(WHAT YOU WILL DO) Go through the data below and return each line where the string "hair" occurs.

(SUPPLIED RECORDS)
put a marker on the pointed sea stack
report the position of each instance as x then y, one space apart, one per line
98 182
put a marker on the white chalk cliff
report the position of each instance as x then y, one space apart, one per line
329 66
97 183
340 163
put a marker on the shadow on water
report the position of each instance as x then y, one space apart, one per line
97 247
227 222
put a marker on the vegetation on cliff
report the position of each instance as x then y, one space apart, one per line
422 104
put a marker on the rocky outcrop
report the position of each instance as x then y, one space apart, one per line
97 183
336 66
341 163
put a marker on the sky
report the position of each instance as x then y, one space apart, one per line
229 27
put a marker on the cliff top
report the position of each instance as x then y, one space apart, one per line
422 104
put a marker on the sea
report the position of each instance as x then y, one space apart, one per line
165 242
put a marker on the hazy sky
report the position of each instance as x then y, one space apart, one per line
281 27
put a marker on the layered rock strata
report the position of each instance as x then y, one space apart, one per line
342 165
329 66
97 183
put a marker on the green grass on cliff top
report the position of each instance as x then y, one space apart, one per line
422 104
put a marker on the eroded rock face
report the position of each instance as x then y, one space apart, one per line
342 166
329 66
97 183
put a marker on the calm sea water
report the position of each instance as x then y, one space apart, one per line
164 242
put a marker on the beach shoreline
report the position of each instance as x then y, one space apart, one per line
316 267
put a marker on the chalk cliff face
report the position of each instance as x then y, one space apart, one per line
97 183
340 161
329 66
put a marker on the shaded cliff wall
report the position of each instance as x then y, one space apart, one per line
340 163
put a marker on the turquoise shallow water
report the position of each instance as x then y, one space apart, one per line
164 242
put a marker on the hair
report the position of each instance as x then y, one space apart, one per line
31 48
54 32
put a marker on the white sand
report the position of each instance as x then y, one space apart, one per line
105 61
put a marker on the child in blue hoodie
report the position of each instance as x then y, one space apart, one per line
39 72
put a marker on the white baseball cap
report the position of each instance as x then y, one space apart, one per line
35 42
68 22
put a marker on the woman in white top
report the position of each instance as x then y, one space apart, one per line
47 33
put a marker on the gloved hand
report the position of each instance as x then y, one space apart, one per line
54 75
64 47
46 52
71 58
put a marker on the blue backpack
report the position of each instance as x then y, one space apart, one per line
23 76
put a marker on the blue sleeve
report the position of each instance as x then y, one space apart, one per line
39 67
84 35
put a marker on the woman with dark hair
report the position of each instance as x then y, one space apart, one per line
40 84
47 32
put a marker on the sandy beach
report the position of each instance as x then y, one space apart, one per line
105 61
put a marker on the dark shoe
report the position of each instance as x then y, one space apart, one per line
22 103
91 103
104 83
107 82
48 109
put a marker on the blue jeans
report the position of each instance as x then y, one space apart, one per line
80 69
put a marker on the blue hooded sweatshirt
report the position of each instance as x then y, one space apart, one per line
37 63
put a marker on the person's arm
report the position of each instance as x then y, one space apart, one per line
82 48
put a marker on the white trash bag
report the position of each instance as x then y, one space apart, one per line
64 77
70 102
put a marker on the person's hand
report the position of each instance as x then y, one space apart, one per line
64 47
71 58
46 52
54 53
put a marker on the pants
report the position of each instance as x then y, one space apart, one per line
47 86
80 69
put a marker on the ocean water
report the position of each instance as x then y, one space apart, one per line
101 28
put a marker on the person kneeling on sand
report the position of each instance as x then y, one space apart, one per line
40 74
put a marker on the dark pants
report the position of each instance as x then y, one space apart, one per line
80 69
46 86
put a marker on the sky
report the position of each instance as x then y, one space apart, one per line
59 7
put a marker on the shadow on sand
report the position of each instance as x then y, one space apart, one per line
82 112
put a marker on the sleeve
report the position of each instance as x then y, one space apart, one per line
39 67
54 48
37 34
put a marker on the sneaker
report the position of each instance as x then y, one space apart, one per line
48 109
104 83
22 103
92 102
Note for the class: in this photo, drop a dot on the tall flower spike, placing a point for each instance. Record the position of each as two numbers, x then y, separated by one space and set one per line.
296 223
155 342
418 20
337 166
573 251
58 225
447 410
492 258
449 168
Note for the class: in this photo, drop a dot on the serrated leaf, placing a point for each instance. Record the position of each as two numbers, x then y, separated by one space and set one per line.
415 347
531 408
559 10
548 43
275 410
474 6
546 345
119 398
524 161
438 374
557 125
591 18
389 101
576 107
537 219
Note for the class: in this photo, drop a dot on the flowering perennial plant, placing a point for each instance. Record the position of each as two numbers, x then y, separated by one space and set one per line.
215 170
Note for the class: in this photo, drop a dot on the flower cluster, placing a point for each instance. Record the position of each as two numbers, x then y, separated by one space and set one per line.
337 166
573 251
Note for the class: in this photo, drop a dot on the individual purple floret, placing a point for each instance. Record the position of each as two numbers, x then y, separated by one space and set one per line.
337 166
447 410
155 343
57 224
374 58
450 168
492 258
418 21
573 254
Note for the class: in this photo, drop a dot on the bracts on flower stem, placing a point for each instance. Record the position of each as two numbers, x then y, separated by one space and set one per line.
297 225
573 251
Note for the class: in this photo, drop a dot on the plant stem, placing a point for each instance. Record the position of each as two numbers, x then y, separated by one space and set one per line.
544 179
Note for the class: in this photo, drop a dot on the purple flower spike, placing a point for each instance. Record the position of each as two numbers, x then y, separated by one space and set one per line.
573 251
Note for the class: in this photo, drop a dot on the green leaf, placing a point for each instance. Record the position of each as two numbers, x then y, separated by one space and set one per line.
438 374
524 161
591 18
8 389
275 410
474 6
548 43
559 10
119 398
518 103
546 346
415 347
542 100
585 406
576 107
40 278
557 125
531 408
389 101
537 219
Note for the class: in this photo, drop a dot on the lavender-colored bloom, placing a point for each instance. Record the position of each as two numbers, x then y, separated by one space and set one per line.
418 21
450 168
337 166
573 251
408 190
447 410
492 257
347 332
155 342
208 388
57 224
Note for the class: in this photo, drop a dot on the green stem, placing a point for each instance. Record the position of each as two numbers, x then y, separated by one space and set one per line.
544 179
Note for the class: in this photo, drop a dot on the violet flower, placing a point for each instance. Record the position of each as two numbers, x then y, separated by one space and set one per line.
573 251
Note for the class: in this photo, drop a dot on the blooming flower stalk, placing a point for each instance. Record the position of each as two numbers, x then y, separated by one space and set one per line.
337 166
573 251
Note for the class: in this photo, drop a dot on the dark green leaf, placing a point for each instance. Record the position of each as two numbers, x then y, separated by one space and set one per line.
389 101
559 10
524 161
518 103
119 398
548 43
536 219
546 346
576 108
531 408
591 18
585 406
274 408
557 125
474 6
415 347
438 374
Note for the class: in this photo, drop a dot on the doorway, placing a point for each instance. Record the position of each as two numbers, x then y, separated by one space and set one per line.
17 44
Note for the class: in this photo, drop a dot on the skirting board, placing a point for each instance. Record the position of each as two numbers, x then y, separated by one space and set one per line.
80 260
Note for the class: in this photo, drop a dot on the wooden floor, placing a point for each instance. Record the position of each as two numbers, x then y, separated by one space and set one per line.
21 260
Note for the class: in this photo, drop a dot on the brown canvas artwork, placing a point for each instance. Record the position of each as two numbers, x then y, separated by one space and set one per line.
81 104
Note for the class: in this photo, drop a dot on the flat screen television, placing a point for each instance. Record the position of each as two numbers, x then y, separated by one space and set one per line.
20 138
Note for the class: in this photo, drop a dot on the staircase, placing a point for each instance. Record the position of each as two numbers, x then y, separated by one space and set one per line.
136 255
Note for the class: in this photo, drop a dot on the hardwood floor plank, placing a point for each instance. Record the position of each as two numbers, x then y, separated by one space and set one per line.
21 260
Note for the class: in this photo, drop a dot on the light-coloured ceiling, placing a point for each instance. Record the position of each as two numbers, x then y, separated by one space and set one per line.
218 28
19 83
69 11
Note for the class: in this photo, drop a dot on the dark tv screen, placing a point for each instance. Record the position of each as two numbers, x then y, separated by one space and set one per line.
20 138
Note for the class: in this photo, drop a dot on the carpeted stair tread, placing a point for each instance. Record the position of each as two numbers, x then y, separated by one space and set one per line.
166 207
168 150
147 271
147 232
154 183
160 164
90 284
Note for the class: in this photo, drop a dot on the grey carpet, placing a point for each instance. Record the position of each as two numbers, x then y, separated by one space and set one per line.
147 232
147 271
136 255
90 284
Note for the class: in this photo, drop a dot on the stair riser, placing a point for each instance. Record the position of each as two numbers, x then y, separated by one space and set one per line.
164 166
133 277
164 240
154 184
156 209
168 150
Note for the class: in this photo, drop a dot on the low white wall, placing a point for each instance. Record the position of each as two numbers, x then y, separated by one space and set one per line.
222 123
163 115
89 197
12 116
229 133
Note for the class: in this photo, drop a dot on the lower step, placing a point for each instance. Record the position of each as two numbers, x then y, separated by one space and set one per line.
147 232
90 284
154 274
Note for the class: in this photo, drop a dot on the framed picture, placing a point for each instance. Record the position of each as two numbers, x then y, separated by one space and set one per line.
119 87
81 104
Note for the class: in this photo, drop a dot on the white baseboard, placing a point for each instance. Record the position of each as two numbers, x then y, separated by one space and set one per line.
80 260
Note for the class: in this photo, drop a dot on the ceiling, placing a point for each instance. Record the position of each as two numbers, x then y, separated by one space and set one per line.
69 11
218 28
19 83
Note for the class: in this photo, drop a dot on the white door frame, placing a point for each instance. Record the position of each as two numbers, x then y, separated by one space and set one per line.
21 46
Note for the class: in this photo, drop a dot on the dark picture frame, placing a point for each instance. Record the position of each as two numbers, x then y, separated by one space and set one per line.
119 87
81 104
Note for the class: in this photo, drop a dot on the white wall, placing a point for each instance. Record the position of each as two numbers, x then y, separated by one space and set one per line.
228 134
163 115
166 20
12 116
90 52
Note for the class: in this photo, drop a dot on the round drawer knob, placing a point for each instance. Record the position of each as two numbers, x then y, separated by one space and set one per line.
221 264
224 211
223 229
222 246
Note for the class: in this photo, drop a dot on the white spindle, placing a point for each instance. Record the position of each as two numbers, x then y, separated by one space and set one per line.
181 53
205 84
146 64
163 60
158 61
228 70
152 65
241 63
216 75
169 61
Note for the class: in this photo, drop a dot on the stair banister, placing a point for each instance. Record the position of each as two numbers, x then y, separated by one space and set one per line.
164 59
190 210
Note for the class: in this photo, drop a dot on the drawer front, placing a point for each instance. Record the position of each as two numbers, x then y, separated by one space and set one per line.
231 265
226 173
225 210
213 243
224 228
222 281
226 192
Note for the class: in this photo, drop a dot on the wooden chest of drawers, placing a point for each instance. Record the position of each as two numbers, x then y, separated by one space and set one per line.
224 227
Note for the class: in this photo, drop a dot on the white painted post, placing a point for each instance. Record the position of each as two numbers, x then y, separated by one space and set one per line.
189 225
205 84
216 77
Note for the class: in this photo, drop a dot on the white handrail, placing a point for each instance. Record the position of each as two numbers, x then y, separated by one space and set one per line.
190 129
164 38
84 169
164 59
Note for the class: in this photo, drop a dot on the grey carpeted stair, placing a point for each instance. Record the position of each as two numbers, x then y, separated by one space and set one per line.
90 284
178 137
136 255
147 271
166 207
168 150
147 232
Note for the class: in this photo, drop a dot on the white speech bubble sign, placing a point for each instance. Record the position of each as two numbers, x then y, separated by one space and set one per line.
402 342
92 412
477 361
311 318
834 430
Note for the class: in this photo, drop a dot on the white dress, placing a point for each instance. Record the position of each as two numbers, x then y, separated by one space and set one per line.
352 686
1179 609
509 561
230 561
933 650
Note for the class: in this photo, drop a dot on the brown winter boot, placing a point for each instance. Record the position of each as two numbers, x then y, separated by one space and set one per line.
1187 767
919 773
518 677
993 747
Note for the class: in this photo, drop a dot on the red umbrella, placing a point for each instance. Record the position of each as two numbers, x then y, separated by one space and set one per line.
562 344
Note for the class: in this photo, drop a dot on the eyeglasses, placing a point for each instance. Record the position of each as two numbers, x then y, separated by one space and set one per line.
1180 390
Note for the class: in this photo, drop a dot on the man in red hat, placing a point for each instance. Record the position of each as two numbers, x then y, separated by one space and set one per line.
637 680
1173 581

(ANSWER BOX)
put a marker on the hair
put a marker on the woman with dark hair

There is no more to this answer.